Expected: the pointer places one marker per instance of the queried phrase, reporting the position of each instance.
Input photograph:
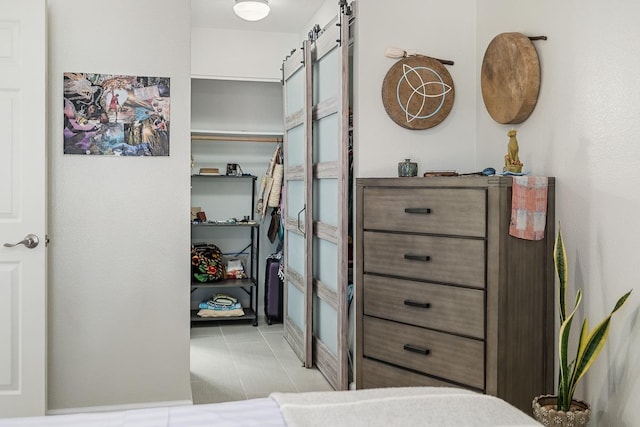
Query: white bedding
(244, 413)
(407, 406)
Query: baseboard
(111, 408)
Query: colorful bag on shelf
(206, 263)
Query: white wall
(585, 131)
(239, 55)
(443, 30)
(119, 227)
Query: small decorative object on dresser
(407, 168)
(562, 410)
(512, 161)
(456, 301)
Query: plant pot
(544, 411)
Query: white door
(22, 207)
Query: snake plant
(590, 342)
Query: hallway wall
(119, 227)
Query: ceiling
(287, 16)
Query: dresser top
(467, 181)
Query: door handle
(298, 226)
(30, 241)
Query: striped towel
(528, 207)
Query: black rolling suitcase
(272, 291)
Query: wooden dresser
(445, 296)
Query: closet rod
(235, 138)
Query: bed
(402, 406)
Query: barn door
(316, 85)
(330, 193)
(297, 206)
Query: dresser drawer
(447, 308)
(450, 357)
(376, 374)
(460, 212)
(433, 258)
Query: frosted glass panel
(326, 139)
(295, 92)
(295, 146)
(295, 200)
(295, 305)
(325, 201)
(325, 262)
(325, 324)
(326, 77)
(295, 253)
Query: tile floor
(237, 361)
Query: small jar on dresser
(445, 296)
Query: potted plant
(563, 409)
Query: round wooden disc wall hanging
(418, 92)
(510, 78)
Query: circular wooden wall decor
(418, 92)
(510, 78)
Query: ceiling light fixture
(252, 10)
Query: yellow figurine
(512, 162)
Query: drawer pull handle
(417, 303)
(424, 258)
(416, 349)
(423, 211)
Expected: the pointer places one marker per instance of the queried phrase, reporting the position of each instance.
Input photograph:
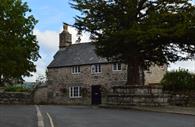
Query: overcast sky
(51, 14)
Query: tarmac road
(84, 116)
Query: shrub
(178, 81)
(16, 88)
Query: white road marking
(50, 120)
(40, 121)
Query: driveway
(18, 116)
(79, 116)
(83, 116)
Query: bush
(16, 88)
(178, 81)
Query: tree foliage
(139, 32)
(18, 45)
(178, 81)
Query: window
(75, 92)
(96, 68)
(116, 67)
(75, 69)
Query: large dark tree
(139, 33)
(18, 45)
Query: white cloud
(49, 44)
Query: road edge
(40, 121)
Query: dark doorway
(96, 95)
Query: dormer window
(116, 67)
(75, 69)
(96, 68)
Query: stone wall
(60, 79)
(40, 95)
(137, 95)
(15, 98)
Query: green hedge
(178, 81)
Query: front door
(96, 95)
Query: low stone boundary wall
(40, 95)
(137, 95)
(15, 98)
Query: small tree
(18, 45)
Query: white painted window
(96, 68)
(75, 69)
(75, 92)
(116, 67)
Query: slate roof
(76, 54)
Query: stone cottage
(78, 75)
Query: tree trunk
(135, 73)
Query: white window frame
(117, 67)
(74, 92)
(76, 69)
(96, 68)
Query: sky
(50, 15)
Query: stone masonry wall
(40, 95)
(60, 79)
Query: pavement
(88, 116)
(162, 109)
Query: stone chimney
(65, 37)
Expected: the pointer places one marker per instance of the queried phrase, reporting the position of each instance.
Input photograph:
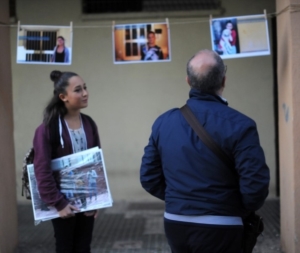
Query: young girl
(61, 52)
(65, 131)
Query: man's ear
(187, 80)
(63, 97)
(223, 82)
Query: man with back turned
(205, 200)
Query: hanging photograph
(243, 36)
(44, 45)
(138, 43)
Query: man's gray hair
(211, 81)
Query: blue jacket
(178, 168)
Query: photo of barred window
(44, 45)
(138, 43)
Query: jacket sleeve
(151, 173)
(254, 175)
(46, 183)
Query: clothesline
(292, 8)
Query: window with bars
(39, 42)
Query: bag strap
(204, 136)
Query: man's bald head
(206, 71)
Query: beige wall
(126, 99)
(8, 208)
(289, 123)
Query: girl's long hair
(56, 107)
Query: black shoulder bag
(253, 224)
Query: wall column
(288, 37)
(8, 206)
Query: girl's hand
(68, 211)
(92, 213)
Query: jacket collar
(199, 95)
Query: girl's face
(76, 96)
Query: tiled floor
(132, 228)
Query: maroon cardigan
(47, 185)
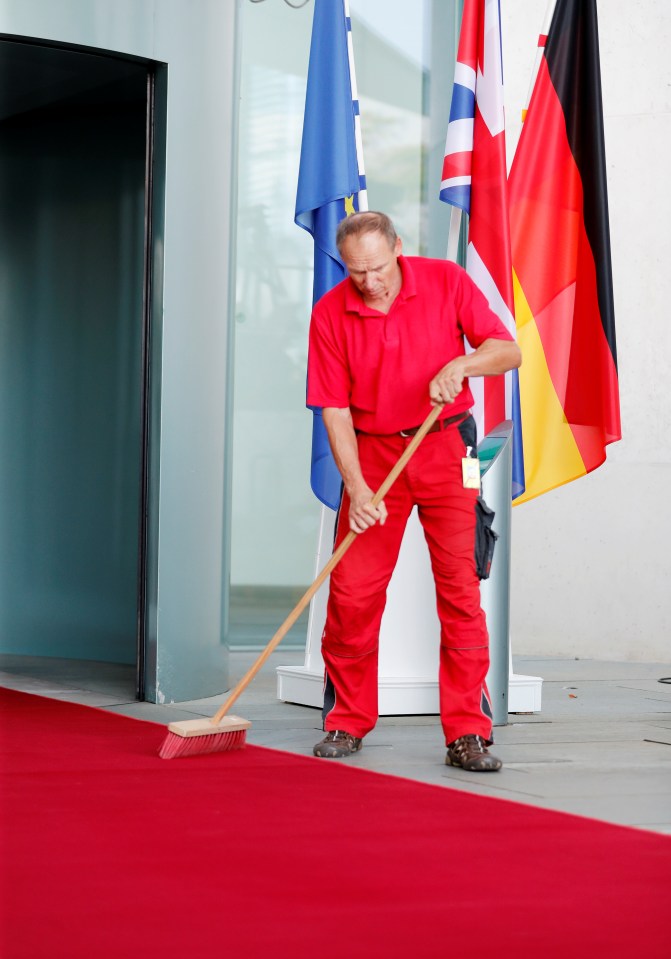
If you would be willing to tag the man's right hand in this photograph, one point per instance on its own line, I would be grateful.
(362, 513)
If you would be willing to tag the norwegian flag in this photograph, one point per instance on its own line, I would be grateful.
(474, 180)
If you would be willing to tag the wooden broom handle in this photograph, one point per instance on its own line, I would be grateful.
(394, 473)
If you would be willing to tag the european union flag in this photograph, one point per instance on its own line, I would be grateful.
(328, 185)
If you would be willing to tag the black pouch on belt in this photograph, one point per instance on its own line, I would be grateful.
(485, 538)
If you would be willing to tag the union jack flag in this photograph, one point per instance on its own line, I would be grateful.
(475, 180)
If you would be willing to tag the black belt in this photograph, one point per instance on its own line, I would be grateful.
(438, 425)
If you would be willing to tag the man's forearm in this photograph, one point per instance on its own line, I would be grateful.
(491, 358)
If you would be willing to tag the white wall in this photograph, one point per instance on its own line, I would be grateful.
(591, 559)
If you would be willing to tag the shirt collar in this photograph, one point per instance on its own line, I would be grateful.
(354, 301)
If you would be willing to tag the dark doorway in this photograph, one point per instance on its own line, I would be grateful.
(73, 335)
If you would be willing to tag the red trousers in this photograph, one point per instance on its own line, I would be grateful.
(433, 482)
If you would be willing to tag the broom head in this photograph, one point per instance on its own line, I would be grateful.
(193, 737)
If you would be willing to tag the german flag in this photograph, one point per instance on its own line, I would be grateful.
(561, 261)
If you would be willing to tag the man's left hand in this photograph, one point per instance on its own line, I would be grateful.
(448, 383)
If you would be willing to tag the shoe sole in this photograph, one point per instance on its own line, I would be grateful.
(335, 753)
(474, 769)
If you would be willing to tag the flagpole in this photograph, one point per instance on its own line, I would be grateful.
(549, 13)
(363, 193)
(453, 235)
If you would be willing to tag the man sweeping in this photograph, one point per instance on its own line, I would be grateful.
(386, 345)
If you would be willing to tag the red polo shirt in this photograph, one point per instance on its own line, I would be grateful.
(380, 365)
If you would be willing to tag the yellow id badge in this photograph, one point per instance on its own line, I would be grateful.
(470, 468)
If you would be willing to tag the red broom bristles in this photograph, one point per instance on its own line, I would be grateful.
(175, 746)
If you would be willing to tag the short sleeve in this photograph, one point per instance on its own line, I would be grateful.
(329, 379)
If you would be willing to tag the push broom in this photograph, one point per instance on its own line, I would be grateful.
(222, 732)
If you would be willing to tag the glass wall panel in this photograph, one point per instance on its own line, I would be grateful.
(274, 515)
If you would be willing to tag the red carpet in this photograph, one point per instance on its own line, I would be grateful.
(111, 853)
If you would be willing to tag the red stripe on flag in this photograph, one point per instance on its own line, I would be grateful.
(457, 164)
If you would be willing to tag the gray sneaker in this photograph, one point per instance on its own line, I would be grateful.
(470, 752)
(337, 744)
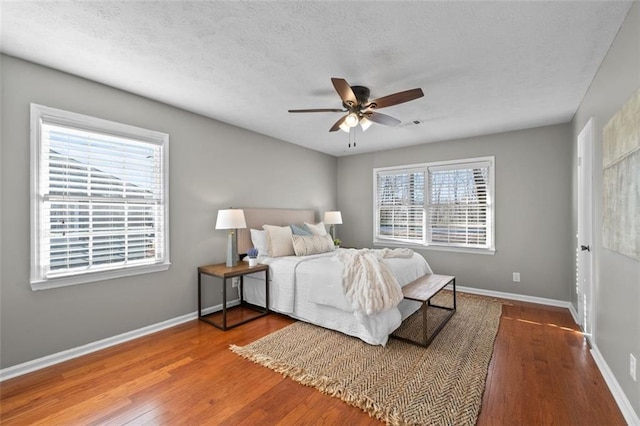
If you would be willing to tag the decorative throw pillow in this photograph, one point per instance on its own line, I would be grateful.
(313, 244)
(317, 229)
(299, 231)
(259, 241)
(279, 240)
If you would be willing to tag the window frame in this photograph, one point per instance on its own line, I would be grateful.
(42, 114)
(379, 240)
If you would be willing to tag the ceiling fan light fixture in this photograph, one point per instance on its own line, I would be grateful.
(365, 123)
(352, 120)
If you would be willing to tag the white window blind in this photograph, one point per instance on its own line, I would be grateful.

→ **WORK TASK**
Repeat every line of the data exactly, but do not include pictures.

→ **ANSWER TO THE PROBLEM**
Expected: the pointer places one marker per instance of the queried phrase, reporting the position of each instance.
Input photograph:
Query: white bedding
(244, 413)
(407, 406)
Query: baseboard
(111, 408)
Query: colorful bag on shelf
(206, 263)
Query: white wall
(585, 131)
(239, 55)
(443, 30)
(119, 227)
Query: small decorative object on dresser
(407, 168)
(562, 410)
(512, 161)
(456, 301)
Query: plant pot
(544, 411)
Query: white door
(22, 207)
Query: snake plant
(590, 342)
Query: hallway wall
(119, 227)
Query: ceiling
(287, 16)
Query: dresser top
(467, 181)
Query: door handle
(298, 226)
(30, 241)
Query: striped towel
(528, 207)
Query: black rolling suitcase
(272, 291)
Query: wooden dresser
(445, 296)
Query: closet rod
(235, 138)
Query: bed
(402, 406)
Query: barn door
(316, 85)
(330, 193)
(297, 206)
Query: dresser drawer
(447, 308)
(450, 357)
(376, 374)
(460, 212)
(433, 258)
Query: frosted glass panel
(326, 139)
(295, 92)
(295, 146)
(295, 200)
(295, 305)
(325, 201)
(325, 262)
(325, 324)
(326, 77)
(295, 253)
Query: tile floor
(237, 361)
Query: small jar on dresser
(445, 296)
Query: potted plant
(563, 409)
Query: round wooden disc wall hanging
(418, 92)
(510, 78)
Query: circular wooden wall decor
(418, 92)
(510, 78)
Query: ceiling light fixture
(252, 10)
Query: yellow figurine
(512, 162)
Query: drawer pull handle
(417, 303)
(424, 258)
(416, 349)
(423, 211)
Expected: the pointer places one marker per instance of the queried phrase, reporting the position of each instance.
Input photograph:
Query: overcast sky
(51, 14)
Query: tarmac road
(84, 116)
Query: shrub
(178, 81)
(16, 88)
Query: white road marking
(50, 120)
(40, 121)
Query: driveway
(18, 116)
(79, 116)
(83, 116)
Query: bush
(16, 88)
(178, 81)
Query: tree foliage
(139, 32)
(18, 45)
(178, 81)
Query: window
(75, 92)
(96, 68)
(116, 67)
(75, 69)
Query: large dark tree
(139, 33)
(18, 45)
Query: white cloud
(49, 44)
Query: road edge
(40, 121)
Query: dark doorway
(96, 95)
Query: dormer window
(116, 67)
(75, 69)
(96, 68)
Query: stone wall
(60, 79)
(40, 95)
(137, 95)
(15, 98)
Query: green hedge
(178, 81)
Query: front door
(96, 95)
Query: low stone boundary wall
(40, 95)
(137, 95)
(15, 98)
Query: small tree
(18, 45)
Query: white painted window
(96, 68)
(75, 69)
(75, 92)
(116, 67)
Query: slate roof
(76, 54)
Query: stone cottage
(78, 75)
Query: tree trunk
(135, 73)
Query: white window frame
(117, 67)
(74, 92)
(76, 69)
(96, 68)
Query: sky
(50, 15)
Query: stone masonry wall
(40, 95)
(60, 79)
Query: pavement
(88, 116)
(162, 109)
Query: stone chimney
(65, 37)
Expected: the pointer places one marker per instance of the queried phrase, reporting the position of each instance.
Input photograph:
Query: young girl
(61, 52)
(65, 131)
Query: man's ear
(187, 80)
(63, 97)
(223, 82)
Query: man with back turned
(205, 200)
Query: hanging photograph
(243, 36)
(44, 45)
(138, 43)
Query: man's gray hair
(211, 81)
Query: blue jacket
(178, 168)
Query: photo of barred window
(44, 45)
(138, 43)
Query: jacket sleeve
(151, 173)
(254, 175)
(46, 183)
Query: clothesline
(292, 8)
Query: window with bars
(39, 42)
Query: bag strap
(204, 136)
Query: man's bald head
(206, 71)
Query: beige wall
(126, 99)
(8, 208)
(289, 123)
Query: girl's long hair
(56, 107)
Query: black shoulder bag
(253, 224)
Query: wall column
(288, 37)
(8, 206)
Query: girl's hand
(68, 211)
(92, 213)
Query: jacket collar
(199, 95)
Query: girl's face
(76, 96)
Query: tiled floor
(132, 228)
Query: maroon cardigan
(47, 185)
If you would be willing to tag the man's right hand in this photograph, one point per instance on its own line, I would be grateful.
(362, 513)
If you would be willing to tag the norwegian flag in this photograph, one point per instance on its own line, I would be grateful.
(474, 180)
If you would be willing to tag the wooden broom handle in this photograph, one point per instance on its own line, I would be grateful.
(394, 473)
If you would be willing to tag the european union flag in this photograph, one point per instance on its own line, I would be grateful.
(328, 185)
If you would be willing to tag the black pouch on belt in this photograph, one point per instance on its own line, I would be grateful.
(485, 538)
If you would be willing to tag the union jack flag in this photograph, one point per instance on its own line, I would be grateful.
(475, 180)
If you would be willing to tag the black belt in this photograph, one point per instance on its own line, I would be grateful.
(438, 425)
If you would be willing to tag the man's forearm in this photograph, one point per instance on its own line, I would be grateful.
(491, 358)
If you would be willing to tag the white wall in this photograph, one point per instance on its own line, I would be grateful.
(591, 559)
If you would be willing to tag the shirt collar in this photograph, one point per instance on its own line, I would be grateful.
(354, 301)
If you would be willing to tag the dark doorway in this photograph, one point per instance on its own line, I would be grateful.
(73, 335)
If you would be willing to tag the red trousers in this photograph, one point per instance on its own line, I would be grateful.
(433, 482)
If you would be willing to tag the broom head in this photograph, one point per instance on its own line, I would be grateful.
(193, 737)
If you would be willing to tag the german flag in this photograph, one point per instance on its own line, I would be grateful.
(561, 261)
If you would be willing to tag the man's left hand in this photograph, one point per instance on its own line, I would be grateful.
(448, 383)
If you would be willing to tag the shoe sole in this photograph, one point per instance on its own line, I would be grateful.
(335, 753)
(474, 769)
If you would be willing to tag the flagpole in this photograph, one point per instance on its own line, I would be grateful.
(549, 13)
(363, 193)
(453, 235)
If you would be willing to tag the man sweeping in this photograph, one point per instance on its own line, I would be grateful.
(386, 345)
If you would be willing to tag the red polo shirt in this photograph, one point per instance on its own line, I would be grateful.
(380, 365)
If you would be willing to tag the yellow id badge in this photograph, one point per instance on its own line, I would be grateful.
(470, 468)
If you would be willing to tag the red broom bristles in this photograph, one point per instance on its own line, I would be grateful.
(175, 746)
If you would be willing to tag the short sleeve in this photograph, one point per instance on its own line, I would be grateful.
(329, 379)
If you would be willing to tag the push broom in this photograph, one point per instance on its own line, I would be grateful.
(222, 732)
If you would be willing to tag the glass wall panel in this photograph, one point per instance on its own line, I would be grateful.
(274, 515)
If you would be willing to tag the red carpet in this photograph, one point per instance on its own line, I would be grateful.
(111, 853)
If you would be willing to tag the red stripe on flag in this photograph, one point per instance on its own line, I would be grateful.
(457, 164)
If you would be willing to tag the gray sneaker in this photograph, one point per instance on its own line, I would be grateful.
(470, 752)
(337, 744)
If you would be willing to tag the decorative throw pillow in this photograph, one point per instance on its own line, I would be grateful.
(313, 244)
(317, 229)
(299, 231)
(259, 241)
(279, 240)
If you would be willing to tag the window frame in this photograph, one point per instance on its own line, I would be grateful.
(42, 114)
(379, 240)
If you would be willing to tag the ceiling fan light fixture in this photograph, one point per instance on its own line, I would be grateful.
(365, 123)
(352, 120)
If you would be willing to tag the white window blind in this photograph, one point per instance on its own line, I would be grateful.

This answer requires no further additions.